From the records below, pull each line that has "fabric".

---

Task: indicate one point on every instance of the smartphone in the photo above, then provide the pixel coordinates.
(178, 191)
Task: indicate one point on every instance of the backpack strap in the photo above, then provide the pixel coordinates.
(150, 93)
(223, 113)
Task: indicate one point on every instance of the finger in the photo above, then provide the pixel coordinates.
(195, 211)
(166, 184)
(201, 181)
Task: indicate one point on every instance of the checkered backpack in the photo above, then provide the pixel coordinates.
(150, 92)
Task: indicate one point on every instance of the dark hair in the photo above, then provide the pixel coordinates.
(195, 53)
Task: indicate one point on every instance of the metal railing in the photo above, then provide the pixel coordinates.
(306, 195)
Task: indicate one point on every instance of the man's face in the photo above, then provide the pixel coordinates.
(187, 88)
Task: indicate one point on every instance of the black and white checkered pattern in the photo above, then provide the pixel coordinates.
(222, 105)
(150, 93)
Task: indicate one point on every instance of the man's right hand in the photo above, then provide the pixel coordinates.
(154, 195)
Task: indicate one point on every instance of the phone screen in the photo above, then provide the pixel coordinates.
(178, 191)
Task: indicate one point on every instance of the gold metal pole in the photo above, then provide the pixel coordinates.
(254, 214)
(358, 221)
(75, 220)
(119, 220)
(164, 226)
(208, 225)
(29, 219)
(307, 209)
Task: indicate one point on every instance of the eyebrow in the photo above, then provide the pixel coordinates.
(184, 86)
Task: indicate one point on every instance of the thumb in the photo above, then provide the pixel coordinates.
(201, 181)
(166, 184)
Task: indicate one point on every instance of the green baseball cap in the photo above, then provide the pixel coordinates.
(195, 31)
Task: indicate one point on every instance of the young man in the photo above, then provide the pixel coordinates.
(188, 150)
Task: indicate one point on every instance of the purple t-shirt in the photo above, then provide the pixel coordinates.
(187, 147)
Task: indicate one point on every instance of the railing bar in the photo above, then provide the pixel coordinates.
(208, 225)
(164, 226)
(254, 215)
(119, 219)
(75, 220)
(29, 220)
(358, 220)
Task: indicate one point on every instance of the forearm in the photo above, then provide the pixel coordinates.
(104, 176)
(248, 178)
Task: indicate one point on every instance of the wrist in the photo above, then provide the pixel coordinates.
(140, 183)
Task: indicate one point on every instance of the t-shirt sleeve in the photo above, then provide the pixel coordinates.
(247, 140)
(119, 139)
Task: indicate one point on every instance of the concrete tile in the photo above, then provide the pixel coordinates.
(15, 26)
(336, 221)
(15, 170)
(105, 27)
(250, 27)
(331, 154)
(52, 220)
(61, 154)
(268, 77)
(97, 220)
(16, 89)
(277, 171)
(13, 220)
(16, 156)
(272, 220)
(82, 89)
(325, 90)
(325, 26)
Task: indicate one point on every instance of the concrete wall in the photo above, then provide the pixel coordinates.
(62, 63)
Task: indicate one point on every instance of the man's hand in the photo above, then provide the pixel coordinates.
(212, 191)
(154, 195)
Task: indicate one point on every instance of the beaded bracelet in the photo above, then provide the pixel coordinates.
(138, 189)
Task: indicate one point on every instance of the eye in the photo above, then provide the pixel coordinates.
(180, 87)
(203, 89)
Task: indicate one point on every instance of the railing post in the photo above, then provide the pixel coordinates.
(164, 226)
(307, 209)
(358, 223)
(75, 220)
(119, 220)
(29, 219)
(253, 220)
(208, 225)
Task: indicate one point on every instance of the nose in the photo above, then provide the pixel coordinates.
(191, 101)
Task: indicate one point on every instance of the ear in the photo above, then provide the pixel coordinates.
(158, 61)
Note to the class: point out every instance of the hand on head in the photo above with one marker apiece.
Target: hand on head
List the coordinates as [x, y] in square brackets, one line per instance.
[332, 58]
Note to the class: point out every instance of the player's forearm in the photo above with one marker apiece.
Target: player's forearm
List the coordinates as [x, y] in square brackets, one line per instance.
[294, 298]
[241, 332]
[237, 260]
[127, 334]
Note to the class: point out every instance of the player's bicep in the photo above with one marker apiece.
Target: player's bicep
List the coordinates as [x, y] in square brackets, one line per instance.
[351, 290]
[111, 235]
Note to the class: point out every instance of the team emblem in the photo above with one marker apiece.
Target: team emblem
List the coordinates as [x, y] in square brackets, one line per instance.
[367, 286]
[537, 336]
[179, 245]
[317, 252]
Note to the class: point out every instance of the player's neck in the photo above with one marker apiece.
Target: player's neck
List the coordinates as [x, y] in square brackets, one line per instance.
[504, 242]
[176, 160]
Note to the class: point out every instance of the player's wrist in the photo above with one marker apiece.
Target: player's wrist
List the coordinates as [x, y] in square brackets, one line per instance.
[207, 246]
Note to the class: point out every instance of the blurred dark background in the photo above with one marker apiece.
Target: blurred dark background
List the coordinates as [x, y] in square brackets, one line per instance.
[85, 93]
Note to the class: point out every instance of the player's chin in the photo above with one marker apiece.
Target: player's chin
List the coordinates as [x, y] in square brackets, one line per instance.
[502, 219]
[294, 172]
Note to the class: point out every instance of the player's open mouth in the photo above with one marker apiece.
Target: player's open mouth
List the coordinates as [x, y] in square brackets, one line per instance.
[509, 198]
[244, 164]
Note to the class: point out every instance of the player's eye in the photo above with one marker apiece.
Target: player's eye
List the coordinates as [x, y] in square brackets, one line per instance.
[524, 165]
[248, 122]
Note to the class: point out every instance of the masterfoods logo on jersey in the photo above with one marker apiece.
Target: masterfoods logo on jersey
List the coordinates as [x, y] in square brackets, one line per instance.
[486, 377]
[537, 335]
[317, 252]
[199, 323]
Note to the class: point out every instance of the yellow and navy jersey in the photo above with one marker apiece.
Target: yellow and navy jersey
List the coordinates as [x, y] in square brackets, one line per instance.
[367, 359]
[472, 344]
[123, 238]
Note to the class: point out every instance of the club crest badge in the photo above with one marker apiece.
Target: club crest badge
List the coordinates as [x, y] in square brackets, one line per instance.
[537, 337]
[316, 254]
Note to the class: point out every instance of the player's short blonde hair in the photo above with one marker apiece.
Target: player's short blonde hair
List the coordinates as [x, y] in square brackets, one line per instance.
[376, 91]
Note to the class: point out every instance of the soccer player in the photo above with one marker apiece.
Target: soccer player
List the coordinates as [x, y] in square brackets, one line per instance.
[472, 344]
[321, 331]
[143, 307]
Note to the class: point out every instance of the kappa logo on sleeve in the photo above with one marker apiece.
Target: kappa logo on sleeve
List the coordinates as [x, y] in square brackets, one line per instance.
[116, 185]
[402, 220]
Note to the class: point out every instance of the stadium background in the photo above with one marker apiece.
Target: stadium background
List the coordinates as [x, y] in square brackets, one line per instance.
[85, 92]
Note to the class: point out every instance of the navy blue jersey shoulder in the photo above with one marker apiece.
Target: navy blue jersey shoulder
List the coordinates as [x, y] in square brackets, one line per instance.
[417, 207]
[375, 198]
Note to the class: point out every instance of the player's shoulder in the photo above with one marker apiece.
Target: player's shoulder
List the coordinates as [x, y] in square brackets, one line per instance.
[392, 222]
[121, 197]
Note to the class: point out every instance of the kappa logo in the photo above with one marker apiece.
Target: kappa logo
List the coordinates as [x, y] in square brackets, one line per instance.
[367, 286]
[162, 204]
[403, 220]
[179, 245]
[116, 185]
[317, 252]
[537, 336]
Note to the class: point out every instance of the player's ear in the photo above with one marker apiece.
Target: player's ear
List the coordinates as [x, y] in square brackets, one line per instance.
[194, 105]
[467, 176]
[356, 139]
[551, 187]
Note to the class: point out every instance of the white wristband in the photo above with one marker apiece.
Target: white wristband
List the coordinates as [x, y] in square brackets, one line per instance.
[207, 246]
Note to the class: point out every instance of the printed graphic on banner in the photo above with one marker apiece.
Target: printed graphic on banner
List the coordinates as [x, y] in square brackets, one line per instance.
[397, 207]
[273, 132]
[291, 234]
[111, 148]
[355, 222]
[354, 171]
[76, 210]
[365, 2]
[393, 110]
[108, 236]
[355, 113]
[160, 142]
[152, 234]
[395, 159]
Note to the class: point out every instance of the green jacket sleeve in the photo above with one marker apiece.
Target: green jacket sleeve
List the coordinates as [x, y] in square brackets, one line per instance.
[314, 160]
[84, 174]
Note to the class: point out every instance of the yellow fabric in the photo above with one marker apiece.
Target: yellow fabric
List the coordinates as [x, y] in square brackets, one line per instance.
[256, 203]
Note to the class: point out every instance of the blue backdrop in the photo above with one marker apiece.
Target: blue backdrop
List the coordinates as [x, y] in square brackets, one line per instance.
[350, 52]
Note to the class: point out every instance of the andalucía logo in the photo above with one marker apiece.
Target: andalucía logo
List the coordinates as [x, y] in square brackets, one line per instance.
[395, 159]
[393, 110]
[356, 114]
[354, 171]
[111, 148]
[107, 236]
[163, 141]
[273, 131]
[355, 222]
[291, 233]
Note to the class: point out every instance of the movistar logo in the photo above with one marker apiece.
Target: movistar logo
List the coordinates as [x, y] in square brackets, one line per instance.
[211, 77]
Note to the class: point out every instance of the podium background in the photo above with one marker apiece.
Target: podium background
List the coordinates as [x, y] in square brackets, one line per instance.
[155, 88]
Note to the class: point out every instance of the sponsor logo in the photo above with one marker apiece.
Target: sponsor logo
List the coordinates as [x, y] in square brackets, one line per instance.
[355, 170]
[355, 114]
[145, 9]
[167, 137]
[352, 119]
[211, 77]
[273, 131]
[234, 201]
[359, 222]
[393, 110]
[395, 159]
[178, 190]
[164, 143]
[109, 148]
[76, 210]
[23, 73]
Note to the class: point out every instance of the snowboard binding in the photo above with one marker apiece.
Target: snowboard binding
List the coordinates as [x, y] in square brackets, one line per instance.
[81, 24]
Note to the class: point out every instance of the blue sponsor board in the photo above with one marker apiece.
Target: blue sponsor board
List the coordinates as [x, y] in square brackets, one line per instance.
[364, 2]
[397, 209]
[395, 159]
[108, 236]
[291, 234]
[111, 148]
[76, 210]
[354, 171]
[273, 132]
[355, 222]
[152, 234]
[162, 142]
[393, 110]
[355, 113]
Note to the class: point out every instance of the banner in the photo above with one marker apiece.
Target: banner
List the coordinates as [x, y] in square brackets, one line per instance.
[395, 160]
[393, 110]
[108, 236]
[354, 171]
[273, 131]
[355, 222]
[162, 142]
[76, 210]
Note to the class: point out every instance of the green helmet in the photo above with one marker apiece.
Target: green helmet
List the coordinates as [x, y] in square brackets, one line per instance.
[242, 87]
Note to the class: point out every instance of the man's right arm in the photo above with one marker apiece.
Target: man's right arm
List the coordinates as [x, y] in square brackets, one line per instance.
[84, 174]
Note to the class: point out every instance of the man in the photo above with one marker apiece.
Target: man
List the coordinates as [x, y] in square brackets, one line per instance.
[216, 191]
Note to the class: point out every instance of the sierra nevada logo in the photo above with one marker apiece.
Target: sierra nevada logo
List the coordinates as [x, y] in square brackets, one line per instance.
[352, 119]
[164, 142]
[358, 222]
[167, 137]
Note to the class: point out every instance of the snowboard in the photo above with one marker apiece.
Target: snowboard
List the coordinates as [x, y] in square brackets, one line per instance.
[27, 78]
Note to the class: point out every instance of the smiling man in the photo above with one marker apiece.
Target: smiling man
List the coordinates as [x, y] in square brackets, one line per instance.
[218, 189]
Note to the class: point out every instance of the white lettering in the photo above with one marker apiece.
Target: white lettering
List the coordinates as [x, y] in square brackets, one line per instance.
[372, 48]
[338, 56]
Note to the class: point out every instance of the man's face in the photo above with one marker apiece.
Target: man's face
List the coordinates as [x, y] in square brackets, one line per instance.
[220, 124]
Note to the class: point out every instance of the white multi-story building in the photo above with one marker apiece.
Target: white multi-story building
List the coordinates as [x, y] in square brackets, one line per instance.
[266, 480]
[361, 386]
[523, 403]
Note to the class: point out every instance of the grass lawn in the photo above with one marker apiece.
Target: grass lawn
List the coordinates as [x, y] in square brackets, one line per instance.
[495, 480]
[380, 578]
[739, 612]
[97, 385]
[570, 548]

---

ANSWER BOX →
Note to the class: point out every instance of the yellow fabric in the photo above with one marker apiece.
Target: yellow fabric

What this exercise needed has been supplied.